--- begin SOURCE EXCERPT ---
Learn to Act instead of React

One of our worst habits is reacting to things around us without acting on our own. It’s not hard to break this habit. The problem is that it’s extremely difficult to realize it’s even happening – until it’s too late. Let me explain.

When the phone rings, what is your first impulse? Of course, your first reaction is to answer it. That is programmed into our brains on a subconscious level. It is also a reaction and not an action. In other words, you answer the phone and speak to whoever is at the other end because your phone rang. So you reacted to their call. You might wonder how this is a bad habit. Bear with me and I’ll explain.

I’m willing to bet that if you kept track of every time that you react to your phone, it would add up to several hours per week. However, that’s only one scenario. What about your email? Do you leave it running while you’re on your computer? Do you read messages as soon as you get them? What about social media? Are you constantly reacting to messages sent from friends and family? What else do you react to through the course of the day? Sit down and make a list.

I would be willing to bet that everyone reading this book spends more than 10% of their day reacting. One of the first practices to managing your time is to turn those reactions into actions by living life on your terms. Leave your phone turned off and schedule times to check it. Determine a specific time to check your email. If you determine a time in advance to return all calls and messages, then you are acting instead of reacting to others.

Breaking the reaction habit might not seem like it would mean a lot, but it is actually a life changing practice. You will empower yourself to start taking action on your terms. More importantly, you will free up more time each day to get more productive things done instead of being interrupted every time you start making progress.
--- end SOURCE EXCERPT ---
--- begin RECORD SET ---
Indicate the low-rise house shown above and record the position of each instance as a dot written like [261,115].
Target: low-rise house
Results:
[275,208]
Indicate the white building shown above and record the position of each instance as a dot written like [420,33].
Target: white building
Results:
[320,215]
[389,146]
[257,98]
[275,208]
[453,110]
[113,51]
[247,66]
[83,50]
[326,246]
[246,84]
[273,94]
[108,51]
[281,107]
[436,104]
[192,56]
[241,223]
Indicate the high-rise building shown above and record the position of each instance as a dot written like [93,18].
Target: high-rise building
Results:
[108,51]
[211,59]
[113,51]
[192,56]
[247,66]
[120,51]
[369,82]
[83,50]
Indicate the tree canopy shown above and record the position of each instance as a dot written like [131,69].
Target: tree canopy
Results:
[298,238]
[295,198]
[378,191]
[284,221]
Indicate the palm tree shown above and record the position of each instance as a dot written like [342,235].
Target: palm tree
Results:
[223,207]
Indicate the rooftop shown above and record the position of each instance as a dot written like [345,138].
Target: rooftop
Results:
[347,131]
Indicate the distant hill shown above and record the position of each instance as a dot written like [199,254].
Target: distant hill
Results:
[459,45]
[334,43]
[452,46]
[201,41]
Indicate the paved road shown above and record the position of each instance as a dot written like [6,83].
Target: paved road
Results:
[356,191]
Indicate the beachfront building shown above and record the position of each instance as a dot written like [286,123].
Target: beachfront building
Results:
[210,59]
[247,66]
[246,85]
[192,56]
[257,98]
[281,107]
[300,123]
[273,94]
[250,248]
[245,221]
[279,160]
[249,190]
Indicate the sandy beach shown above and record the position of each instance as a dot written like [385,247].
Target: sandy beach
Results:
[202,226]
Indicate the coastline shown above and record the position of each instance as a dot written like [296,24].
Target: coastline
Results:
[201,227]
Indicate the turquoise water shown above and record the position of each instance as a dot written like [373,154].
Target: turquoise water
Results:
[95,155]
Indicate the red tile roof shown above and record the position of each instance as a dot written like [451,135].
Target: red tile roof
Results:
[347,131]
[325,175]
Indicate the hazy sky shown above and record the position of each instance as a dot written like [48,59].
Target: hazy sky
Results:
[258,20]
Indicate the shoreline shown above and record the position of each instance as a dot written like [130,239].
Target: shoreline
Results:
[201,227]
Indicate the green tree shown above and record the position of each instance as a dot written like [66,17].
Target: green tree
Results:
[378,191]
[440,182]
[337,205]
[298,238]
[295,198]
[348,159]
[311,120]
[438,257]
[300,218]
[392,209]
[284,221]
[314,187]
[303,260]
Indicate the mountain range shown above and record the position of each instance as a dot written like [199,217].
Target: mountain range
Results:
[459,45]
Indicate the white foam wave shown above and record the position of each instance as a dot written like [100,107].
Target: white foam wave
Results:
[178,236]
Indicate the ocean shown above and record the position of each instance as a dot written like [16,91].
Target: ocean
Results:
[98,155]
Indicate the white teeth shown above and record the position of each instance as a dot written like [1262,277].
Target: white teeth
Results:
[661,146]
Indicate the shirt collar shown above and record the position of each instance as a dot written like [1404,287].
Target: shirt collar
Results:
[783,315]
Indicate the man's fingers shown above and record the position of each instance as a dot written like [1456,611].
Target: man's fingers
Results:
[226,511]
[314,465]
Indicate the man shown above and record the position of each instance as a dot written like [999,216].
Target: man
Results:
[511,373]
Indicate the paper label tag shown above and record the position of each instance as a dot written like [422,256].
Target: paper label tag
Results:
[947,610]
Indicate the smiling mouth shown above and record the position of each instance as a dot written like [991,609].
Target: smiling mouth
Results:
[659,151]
--- end RECORD SET ---
- _TASK TO CARRY OUT_
Repeat word for word the stretch of the act-instead-of-react text from "I’m willing to" through "make a list.".

- _SOLUTION_
I’m willing to bet that if you kept track of every time that you react to your phone, it would add up to several hours per week. However, that’s only one scenario. What about your email? Do you leave it running while you’re on your computer? Do you read messages as soon as you get them? What about social media? Are you constantly reacting to messages sent from friends and family? What else do you react to through the course of the day? Sit down and make a list.